**To do:** Extract all of the data and reproduce it precisely.

**Material for this exercise:**
····················
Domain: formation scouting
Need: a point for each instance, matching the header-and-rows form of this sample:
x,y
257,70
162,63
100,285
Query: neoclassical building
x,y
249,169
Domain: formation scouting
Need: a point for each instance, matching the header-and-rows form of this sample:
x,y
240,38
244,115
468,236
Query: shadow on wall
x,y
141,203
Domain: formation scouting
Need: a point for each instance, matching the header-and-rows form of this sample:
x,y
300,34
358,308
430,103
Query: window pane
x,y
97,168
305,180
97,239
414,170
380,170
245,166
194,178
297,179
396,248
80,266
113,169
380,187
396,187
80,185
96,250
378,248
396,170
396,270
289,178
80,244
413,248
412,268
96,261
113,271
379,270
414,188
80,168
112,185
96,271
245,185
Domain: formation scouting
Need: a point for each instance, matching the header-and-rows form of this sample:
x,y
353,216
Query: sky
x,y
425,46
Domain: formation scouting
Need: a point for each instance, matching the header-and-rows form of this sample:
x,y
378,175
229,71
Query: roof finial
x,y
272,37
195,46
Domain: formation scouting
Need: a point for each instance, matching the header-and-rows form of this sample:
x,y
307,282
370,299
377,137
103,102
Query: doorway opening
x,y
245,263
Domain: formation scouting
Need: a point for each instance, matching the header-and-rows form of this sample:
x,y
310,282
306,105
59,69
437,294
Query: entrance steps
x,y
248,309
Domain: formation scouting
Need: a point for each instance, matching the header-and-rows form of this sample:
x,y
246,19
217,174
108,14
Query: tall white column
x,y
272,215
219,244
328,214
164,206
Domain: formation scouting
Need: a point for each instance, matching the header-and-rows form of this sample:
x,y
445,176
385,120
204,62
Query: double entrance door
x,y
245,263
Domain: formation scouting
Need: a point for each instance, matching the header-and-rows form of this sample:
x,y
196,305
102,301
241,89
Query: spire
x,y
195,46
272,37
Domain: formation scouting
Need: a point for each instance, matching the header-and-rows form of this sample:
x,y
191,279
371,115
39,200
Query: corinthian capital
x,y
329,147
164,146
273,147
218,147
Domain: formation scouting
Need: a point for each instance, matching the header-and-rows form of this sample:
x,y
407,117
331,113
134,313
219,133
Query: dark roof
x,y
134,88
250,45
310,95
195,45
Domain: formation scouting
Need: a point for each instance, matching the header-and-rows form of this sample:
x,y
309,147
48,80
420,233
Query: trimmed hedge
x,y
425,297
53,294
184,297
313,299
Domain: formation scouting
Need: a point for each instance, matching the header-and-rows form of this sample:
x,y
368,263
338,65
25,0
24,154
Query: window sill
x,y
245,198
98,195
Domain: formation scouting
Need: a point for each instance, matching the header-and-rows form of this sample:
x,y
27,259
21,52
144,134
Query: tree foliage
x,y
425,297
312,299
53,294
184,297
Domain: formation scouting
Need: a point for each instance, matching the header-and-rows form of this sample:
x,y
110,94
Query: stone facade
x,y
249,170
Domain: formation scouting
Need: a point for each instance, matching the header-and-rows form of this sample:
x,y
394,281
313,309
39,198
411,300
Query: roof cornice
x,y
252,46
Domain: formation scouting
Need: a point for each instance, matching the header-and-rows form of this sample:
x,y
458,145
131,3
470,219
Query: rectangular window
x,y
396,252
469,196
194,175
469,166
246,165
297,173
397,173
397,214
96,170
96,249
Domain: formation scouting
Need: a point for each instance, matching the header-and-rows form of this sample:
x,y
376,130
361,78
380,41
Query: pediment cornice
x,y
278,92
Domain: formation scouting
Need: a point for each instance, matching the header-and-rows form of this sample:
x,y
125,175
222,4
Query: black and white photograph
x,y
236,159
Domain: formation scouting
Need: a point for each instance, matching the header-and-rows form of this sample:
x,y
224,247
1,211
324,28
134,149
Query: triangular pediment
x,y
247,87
····················
**Task output:**
Domain: formation scouting
Need: a point for each instance, matching the header-and-rows form of this sample:
x,y
257,70
162,63
100,285
Query: neoclassical building
x,y
249,169
Domain: formation scouting
Need: a point for each instance, matching the header-and-rows form of this sample:
x,y
240,38
244,115
468,236
Query: shadow on wall
x,y
141,203
Domain: formation scouting
Need: a point for each instance, matching the header-and-rows form of this sample:
x,y
300,34
358,308
430,103
Query: window pane
x,y
97,168
305,180
97,239
414,170
380,170
245,166
194,178
297,179
396,248
80,266
113,169
380,187
396,187
80,185
96,250
378,248
396,170
396,270
289,178
80,244
413,248
412,268
96,261
113,271
379,270
414,188
80,168
112,185
96,271
245,185
Domain: formation scouting
Need: a point for each instance, matching the header-and-rows form of this sample:
x,y
353,216
Query: sky
x,y
425,46
Domain: formation scouting
Need: a point for each instance, matching the header-and-rows form of this sample:
x,y
378,175
229,71
Query: roof finial
x,y
272,37
195,46
Domain: formation scouting
Need: a point for each instance, matching the header-and-rows form of this sample:
x,y
307,282
370,299
377,137
103,102
Query: doorway opening
x,y
245,263
Domain: formation scouting
Need: a point for each instance, matching the header-and-rows form of this sample:
x,y
310,282
306,105
59,69
437,294
Query: entrance steps
x,y
248,309
Domain: formation scouting
Need: a point for each instance, matching the header-and-rows form of this sample:
x,y
246,19
217,174
108,14
Query: tall white column
x,y
272,215
219,244
328,214
164,206
Domain: formation scouting
Need: a point for each instance, matching the header-and-rows form of this sample:
x,y
445,176
385,120
204,62
Query: double entrance door
x,y
245,263
Domain: formation scouting
Need: a point for each instance, matching the header-and-rows form of this sample:
x,y
196,305
102,301
241,89
Query: spire
x,y
195,46
272,37
Domain: formation scouting
Need: a point for each instance, matching the header-and-rows form of this sample:
x,y
191,279
371,115
39,200
Query: corinthian capital
x,y
329,147
164,146
273,147
218,147
Domain: formation scouting
Need: a point for each instance, matching the header-and-rows form of this sample:
x,y
407,117
331,113
134,313
219,133
Query: dark roof
x,y
134,88
250,45
310,95
195,45
Domain: formation scouting
Need: a point for each instance, matching the header-and-rows form of this sample:
x,y
309,147
48,80
420,233
Query: trimmed hedge
x,y
425,297
53,294
184,297
313,299
Domain: formation scouting
Need: a point for each instance, matching the header-and-rows form of this sample:
x,y
368,263
338,65
25,0
24,154
Query: window sill
x,y
245,198
98,195
Domain: formation scouting
Need: a point for each instance, matching the header-and-rows form of this sample:
x,y
27,259
21,52
144,134
Query: tree foliage
x,y
425,297
312,299
53,294
184,297
Domain: formation scouting
Need: a point for each instance, matching the header-and-rows form of this sample:
x,y
110,94
Query: stone facade
x,y
249,170
Domain: formation scouting
Need: a point for each instance, matching the header-and-rows form of this sample:
x,y
394,281
313,309
39,198
411,300
Query: roof cornice
x,y
252,46
Domain: formation scouting
Need: a point for each instance, matching the header-and-rows form of this sample:
x,y
458,145
131,3
470,219
Query: rectangular window
x,y
396,252
469,196
194,175
469,166
246,165
297,173
397,173
397,214
96,170
96,249
Domain: formation scouting
Need: a point for each instance, matching the header-and-rows form of this sample:
x,y
376,130
361,78
380,41
Query: pediment cornice
x,y
278,92
Domain: formation scouting
Need: a point for each instance, matching the header-and-rows form of this sample:
x,y
125,175
222,4
Query: black and white photograph
x,y
236,159
Domain: formation scouting
Need: a point for each instance, matching the header-and-rows form of this sample:
x,y
224,247
1,211
324,28
134,149
Query: triangular pediment
x,y
247,87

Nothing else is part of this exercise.